> [GIVEN PASSAGE]:
_____
Introduction to Statistics for Data Science
Published Date: Aug. 29, 2024
Statistics is a branch of mathematics that involves collecting, analysing, interpreting, and presenting data. It provides tools and methods to understand and make sense of large amounts of data and to draw conclusions and make decisions based on the data.
In practice, statistics is used in a wide range of fields, such as business, economics, social sciences, medicine, and engineering. It is used to conduct research studies, analyse market trends, evaluate the effectiveness of treatments and interventions, and make forecasts and predictions.
Examples:
- Business - Data Analysis(Identifying customer behavior) and Demand Forecasting
- Medical - Identify efficacy of new medicines(Clinical trials), Identifying risk factor for diseases(Epidemiology)
- Government & Politics - Conducting surveys, Polling
- Environmental Science - Climate research
Types of Statistics:
1. Descriptive Statistics: Descriptive statistics deals with the collection, organization, analysis, interpretation, and presentation of data. It focuses on summarizing and describing the main features of a set of data, without making inferences or predictions about the larger population.
2. Inferential Statistics: Inferential statistics deals with making conclusions and predictions about a population based on a sample. It involves the use of probability theory to estimate the likelihood of certain events occurring, hypothesis testing to determine if a certain claim about a population is supported by the data, and regression analysis to examine the relationships between variables.
_____
> [ENTRIES SUPPLIED]:
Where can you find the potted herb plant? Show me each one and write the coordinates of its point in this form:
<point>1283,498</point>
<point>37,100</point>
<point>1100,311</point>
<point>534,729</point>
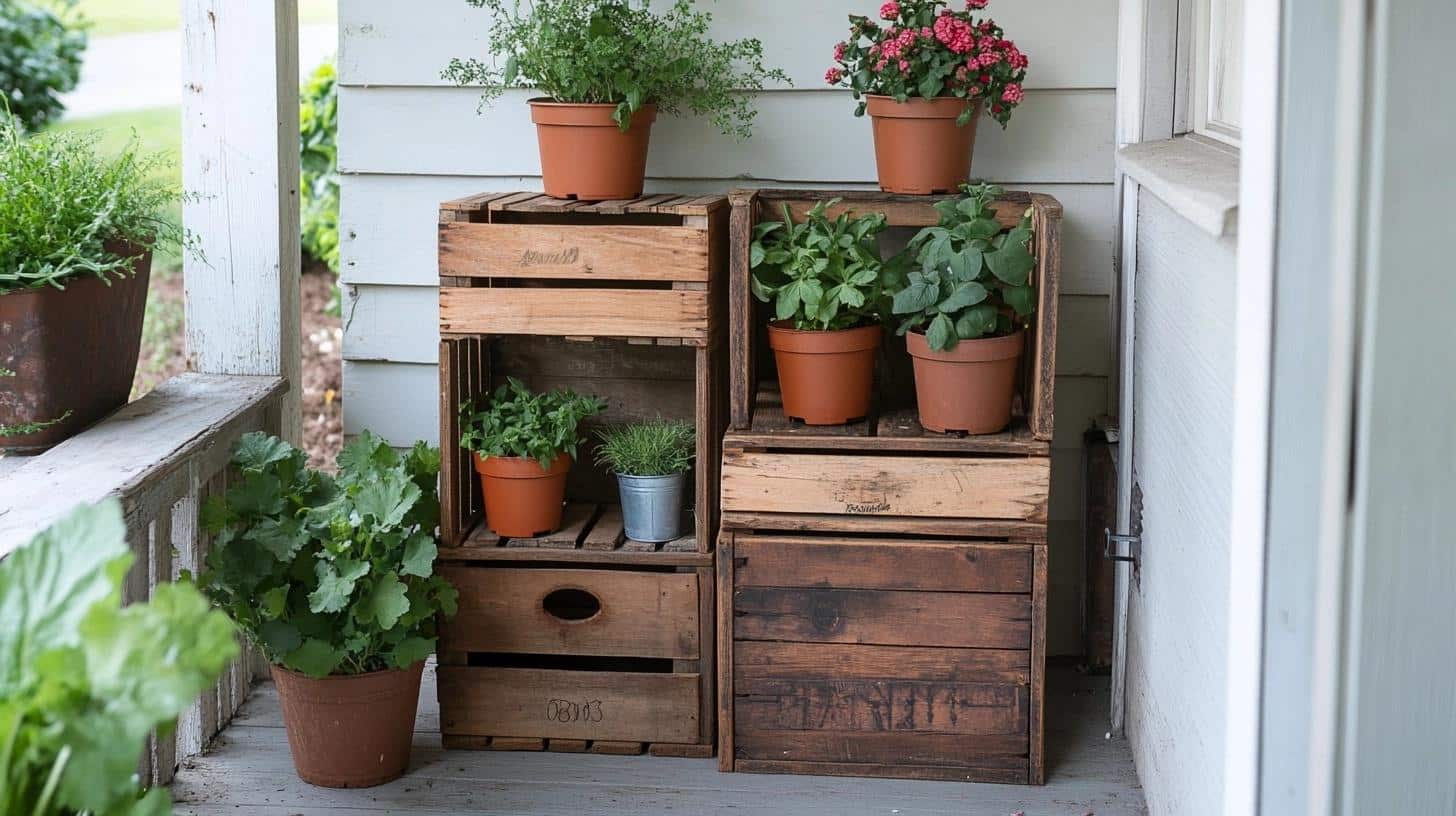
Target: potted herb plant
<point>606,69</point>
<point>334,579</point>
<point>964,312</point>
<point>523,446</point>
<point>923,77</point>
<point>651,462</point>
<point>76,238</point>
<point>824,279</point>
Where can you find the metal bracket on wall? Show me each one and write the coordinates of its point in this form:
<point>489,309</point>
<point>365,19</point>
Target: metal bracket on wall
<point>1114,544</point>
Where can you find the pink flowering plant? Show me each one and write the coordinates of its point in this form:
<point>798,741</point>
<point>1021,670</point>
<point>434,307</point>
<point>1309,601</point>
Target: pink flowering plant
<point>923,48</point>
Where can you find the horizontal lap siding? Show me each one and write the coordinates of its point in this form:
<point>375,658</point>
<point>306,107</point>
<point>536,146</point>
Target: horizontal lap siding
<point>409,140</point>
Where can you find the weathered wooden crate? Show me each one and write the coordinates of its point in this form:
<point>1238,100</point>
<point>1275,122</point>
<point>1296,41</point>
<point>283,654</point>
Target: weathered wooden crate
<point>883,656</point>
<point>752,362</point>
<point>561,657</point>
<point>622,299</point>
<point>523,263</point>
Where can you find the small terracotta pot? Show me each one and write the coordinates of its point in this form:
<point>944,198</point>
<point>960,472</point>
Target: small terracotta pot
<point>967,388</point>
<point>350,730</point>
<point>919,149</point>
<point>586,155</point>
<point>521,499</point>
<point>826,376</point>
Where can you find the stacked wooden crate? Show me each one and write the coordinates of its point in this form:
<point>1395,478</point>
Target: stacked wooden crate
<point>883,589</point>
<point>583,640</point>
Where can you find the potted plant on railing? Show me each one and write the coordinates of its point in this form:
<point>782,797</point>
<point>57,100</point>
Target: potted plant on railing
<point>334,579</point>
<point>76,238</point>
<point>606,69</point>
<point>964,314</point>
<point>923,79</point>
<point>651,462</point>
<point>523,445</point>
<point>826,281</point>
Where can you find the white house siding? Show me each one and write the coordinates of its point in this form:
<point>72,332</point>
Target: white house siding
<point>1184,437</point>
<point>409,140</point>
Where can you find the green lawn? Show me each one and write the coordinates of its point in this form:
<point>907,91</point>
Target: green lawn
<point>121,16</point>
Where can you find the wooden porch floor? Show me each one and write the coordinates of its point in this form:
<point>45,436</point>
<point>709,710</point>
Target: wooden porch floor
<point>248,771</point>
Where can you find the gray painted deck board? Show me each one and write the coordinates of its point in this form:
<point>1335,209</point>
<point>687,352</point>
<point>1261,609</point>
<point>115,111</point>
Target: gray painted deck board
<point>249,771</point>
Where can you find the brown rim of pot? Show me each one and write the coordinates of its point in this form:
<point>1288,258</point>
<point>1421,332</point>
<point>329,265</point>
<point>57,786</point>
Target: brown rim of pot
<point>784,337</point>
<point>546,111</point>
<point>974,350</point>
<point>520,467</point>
_____
> [DIRECTIONS]:
a – According to the statistics introduction, what does inferential statistics use probability theory to estimate?
b – Continue the statistics introduction from the point where it ends.

> [ANSWERS PER TASK]:
a – The likelihood of certain events occurring.

b –
Population Vs Sample
Population refers to the entire group of individuals or objects that we are interested in studying. It is the complete set of observations that we want to make inferences about. For example, the population might be all the students in a particular school or all the cars in a particular city.
A sample, on the other hand, is a subset of the population. It is a smaller group of individuals or objects that we select from the population to study. Samples are used to estimate characteristics of the population, such as the mean or the proportion with a certain attribute. For example, we might randomly select 100 students.
Examples
1. All cricket fans vs fans who were present in the stadium
2. All students vs who visit college for lectures
Things to be careful about which creating samples
1. Sample Size
2. Random
3. Representative
Parameter Vs Statistics
A parameter is a characteristic of a population, while a statistic is a characteristic of a sample. Parameters are generally unknown and are estimated using statistics. The goal of statistical inference is to use the information obtained from the sample to make inferences about the population parameters.
Inferential Statistics
Inferential statistics is a branch of statistics that deals with making inferences or predictions about a larger population based on a sample of data. It involves using statistical techniques to test hypotheses and draw conclusions from data. Some of the topics that come under inferential statistics are:
- Hypothesis testing: This involves testing a hypothesis about a population parameter based on a sample of data. For example, testing whether the mean height of a population is different from a given value.
- Confidence intervals: This involves estimating the range of values that a population parameter could take based on a sample of data. For example, estimating the population mean height within a given confidence level.
- Analysis of variance (ANOVA): This involves comparing means across multiple groups to determine if there are any significant differences. For example, comparing the mean height of individuals from different regions.
- Regression analysis: This involves modelling the relationship between a dependent variable and one or more independent variables. For example, predicting the sales of a product based on advertising expenditure.
- Chi-square tests: This involves testing the independence or association between two categorical variables. For example, testing whether gender and occupation are independent variables.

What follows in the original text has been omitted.